* [Required action]: Copy each line below that contains the string "rough".

Collected data:
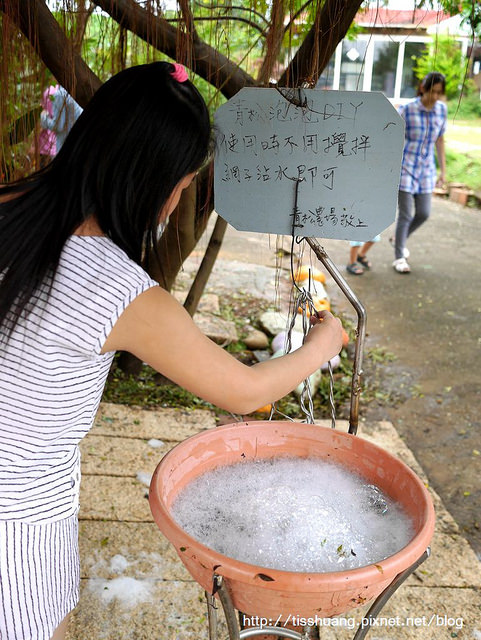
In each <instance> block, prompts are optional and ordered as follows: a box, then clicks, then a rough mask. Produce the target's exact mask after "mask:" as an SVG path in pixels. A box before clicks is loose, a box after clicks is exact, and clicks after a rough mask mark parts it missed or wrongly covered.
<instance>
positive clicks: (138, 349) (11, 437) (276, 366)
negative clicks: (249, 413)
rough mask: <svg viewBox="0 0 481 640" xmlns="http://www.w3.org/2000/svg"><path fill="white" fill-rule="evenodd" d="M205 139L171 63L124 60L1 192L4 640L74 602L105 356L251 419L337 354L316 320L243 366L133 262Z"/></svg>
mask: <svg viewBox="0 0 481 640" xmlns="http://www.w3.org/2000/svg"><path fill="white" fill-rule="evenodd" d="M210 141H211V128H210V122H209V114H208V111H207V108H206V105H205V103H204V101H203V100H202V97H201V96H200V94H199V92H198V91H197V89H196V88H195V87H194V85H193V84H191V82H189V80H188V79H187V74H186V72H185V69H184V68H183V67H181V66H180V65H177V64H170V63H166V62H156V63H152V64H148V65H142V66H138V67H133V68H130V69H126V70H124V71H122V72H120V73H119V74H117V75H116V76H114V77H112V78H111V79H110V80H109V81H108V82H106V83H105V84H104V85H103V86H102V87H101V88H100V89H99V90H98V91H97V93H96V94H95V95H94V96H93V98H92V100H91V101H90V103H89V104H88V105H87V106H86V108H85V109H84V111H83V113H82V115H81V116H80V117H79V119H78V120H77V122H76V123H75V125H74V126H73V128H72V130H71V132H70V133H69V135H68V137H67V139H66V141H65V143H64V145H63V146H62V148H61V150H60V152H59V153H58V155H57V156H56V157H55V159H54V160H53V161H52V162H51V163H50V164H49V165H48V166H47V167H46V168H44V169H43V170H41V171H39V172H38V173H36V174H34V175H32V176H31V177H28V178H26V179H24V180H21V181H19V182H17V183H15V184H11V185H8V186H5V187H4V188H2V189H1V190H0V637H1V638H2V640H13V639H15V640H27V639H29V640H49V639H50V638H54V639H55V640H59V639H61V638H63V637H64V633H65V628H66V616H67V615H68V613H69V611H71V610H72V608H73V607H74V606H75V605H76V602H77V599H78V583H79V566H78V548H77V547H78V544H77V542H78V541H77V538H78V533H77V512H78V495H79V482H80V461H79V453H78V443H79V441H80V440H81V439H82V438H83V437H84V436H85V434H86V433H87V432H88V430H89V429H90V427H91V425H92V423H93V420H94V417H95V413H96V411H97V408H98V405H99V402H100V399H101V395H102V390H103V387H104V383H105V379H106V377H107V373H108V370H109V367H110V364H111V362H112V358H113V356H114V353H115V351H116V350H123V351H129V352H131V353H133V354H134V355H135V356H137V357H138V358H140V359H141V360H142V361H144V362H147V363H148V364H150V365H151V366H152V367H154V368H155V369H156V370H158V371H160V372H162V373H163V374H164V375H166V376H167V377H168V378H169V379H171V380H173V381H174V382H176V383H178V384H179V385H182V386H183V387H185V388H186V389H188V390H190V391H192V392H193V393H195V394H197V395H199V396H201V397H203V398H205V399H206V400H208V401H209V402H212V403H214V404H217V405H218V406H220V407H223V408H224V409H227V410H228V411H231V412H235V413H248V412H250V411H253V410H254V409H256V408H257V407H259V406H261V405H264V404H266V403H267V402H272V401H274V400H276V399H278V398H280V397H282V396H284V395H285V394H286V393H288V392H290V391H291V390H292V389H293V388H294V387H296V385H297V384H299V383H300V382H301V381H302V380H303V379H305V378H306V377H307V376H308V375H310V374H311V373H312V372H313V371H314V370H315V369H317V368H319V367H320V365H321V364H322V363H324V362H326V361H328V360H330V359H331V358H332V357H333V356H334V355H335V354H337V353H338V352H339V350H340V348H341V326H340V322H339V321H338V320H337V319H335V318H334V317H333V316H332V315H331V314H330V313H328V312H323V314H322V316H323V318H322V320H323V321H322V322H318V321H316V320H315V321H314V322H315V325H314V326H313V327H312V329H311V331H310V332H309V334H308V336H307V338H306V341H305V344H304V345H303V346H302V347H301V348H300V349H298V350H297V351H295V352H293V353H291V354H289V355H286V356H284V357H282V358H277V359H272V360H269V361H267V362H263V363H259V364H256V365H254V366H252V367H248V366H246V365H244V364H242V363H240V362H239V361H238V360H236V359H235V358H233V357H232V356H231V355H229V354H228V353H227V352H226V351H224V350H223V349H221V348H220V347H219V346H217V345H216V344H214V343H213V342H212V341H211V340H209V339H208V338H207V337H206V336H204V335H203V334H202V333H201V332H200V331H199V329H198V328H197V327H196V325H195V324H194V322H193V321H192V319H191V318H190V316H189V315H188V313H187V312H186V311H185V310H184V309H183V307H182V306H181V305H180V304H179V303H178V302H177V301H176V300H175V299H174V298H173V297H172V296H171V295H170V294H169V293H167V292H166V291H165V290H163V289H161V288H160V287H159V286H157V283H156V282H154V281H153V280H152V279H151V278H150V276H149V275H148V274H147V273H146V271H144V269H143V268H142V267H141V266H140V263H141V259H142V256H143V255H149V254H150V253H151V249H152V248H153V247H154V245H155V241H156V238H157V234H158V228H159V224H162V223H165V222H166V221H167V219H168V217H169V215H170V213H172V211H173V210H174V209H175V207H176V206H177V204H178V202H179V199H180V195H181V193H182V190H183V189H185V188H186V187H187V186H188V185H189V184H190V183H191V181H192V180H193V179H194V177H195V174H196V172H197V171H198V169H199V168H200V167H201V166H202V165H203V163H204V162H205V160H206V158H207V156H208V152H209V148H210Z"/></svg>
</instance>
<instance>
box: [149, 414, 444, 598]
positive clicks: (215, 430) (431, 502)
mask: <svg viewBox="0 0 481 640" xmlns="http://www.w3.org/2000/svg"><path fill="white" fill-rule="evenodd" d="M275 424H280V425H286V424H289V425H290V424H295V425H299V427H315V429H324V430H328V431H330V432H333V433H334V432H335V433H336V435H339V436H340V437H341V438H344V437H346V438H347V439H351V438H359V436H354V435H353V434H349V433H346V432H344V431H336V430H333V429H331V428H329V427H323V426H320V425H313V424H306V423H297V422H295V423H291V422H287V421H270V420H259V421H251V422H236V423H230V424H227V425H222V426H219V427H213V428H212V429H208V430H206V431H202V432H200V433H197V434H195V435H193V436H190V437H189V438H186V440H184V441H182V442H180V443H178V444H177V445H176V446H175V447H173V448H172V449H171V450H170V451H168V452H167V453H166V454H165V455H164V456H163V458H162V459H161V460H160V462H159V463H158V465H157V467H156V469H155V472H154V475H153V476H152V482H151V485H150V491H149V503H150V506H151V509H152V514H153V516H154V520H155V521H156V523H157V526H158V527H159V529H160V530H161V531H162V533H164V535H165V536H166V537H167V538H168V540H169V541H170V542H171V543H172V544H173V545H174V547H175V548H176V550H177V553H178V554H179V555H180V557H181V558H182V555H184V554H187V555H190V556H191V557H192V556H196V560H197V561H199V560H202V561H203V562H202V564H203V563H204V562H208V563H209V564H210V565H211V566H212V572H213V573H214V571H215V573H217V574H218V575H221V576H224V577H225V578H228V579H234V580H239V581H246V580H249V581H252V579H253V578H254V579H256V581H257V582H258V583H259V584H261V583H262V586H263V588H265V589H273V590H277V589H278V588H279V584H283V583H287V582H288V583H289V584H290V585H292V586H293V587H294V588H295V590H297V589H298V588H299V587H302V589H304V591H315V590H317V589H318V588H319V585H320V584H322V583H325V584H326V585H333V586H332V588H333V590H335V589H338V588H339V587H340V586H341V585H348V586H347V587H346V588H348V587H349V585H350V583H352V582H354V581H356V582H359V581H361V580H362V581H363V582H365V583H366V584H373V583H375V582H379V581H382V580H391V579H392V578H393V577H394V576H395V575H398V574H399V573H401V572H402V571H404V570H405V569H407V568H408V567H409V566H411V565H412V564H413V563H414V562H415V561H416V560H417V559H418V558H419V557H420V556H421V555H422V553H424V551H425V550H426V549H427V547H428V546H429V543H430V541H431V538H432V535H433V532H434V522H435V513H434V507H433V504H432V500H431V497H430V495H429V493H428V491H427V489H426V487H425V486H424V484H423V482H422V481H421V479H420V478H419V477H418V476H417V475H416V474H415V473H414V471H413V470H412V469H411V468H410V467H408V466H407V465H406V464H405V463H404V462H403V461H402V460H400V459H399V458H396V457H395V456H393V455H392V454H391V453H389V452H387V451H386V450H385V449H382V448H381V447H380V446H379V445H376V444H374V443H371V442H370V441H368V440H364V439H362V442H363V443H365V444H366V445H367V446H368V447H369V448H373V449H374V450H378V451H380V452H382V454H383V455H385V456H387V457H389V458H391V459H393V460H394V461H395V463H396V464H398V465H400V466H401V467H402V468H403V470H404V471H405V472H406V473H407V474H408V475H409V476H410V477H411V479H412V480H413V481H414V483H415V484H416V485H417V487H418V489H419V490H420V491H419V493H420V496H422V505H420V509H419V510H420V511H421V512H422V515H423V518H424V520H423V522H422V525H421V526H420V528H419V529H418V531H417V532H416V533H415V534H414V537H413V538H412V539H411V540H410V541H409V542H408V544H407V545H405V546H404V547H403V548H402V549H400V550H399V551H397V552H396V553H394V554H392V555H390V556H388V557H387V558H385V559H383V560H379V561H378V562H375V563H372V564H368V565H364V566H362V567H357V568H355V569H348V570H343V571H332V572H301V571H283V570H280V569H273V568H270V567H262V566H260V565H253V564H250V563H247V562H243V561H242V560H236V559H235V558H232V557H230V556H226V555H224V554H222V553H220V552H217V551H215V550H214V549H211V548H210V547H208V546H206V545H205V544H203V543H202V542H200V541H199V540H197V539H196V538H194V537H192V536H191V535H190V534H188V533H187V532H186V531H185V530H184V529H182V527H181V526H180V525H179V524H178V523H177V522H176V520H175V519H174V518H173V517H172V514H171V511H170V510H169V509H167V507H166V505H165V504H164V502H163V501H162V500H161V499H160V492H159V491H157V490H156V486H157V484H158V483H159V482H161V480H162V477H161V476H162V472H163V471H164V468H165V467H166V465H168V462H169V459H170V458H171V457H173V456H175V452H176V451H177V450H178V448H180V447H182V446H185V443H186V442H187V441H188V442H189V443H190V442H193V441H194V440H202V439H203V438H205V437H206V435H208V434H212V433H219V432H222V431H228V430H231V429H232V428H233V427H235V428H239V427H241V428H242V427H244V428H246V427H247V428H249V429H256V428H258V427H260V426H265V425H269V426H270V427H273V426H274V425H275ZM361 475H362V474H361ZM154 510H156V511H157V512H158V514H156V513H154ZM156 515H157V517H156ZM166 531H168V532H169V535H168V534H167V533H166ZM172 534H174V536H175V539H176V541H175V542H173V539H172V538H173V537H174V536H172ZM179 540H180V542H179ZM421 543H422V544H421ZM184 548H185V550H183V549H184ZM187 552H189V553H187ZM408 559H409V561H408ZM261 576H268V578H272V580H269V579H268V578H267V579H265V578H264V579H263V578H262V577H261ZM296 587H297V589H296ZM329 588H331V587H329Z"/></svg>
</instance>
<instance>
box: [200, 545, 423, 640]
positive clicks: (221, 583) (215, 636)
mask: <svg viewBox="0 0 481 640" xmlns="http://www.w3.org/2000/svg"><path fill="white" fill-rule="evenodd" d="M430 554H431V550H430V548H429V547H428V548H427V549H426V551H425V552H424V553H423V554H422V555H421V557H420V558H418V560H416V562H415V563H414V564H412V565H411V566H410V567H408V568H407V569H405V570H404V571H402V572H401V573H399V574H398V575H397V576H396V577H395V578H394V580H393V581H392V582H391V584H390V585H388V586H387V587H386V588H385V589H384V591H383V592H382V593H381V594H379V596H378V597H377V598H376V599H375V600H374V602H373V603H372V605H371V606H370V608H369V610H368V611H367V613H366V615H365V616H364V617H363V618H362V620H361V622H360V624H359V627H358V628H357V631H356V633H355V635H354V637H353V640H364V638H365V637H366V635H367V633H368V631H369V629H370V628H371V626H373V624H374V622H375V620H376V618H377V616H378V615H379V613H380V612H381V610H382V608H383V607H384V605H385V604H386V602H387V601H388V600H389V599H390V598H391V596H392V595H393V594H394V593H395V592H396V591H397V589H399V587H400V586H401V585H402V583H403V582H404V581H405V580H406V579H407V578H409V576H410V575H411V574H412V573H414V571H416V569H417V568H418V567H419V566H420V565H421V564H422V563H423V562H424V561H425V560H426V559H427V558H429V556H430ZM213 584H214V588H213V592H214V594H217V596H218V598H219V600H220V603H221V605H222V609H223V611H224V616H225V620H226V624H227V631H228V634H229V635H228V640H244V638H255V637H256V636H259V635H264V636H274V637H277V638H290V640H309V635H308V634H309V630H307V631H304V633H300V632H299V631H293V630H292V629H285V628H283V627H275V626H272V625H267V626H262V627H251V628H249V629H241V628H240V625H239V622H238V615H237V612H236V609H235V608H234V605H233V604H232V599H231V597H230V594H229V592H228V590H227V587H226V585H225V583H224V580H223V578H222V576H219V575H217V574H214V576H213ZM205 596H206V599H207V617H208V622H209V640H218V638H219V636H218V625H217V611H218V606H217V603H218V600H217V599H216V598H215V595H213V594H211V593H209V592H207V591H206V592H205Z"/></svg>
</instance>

* [Finished exercise]:
In each <instance> block, prompts are optional and ordered as follows: a box, then clicks, then a rough mask. Produce the target's exact mask after "mask:" as an SVG path in pixels. A box before clicks is loose, a box after clicks is exact, and clicks after a rough mask mark parts it missed or wrongly covered.
rough mask: <svg viewBox="0 0 481 640" xmlns="http://www.w3.org/2000/svg"><path fill="white" fill-rule="evenodd" d="M205 139L171 63L124 60L1 192L4 640L74 602L105 356L251 419L337 354L316 320L243 366L133 262Z"/></svg>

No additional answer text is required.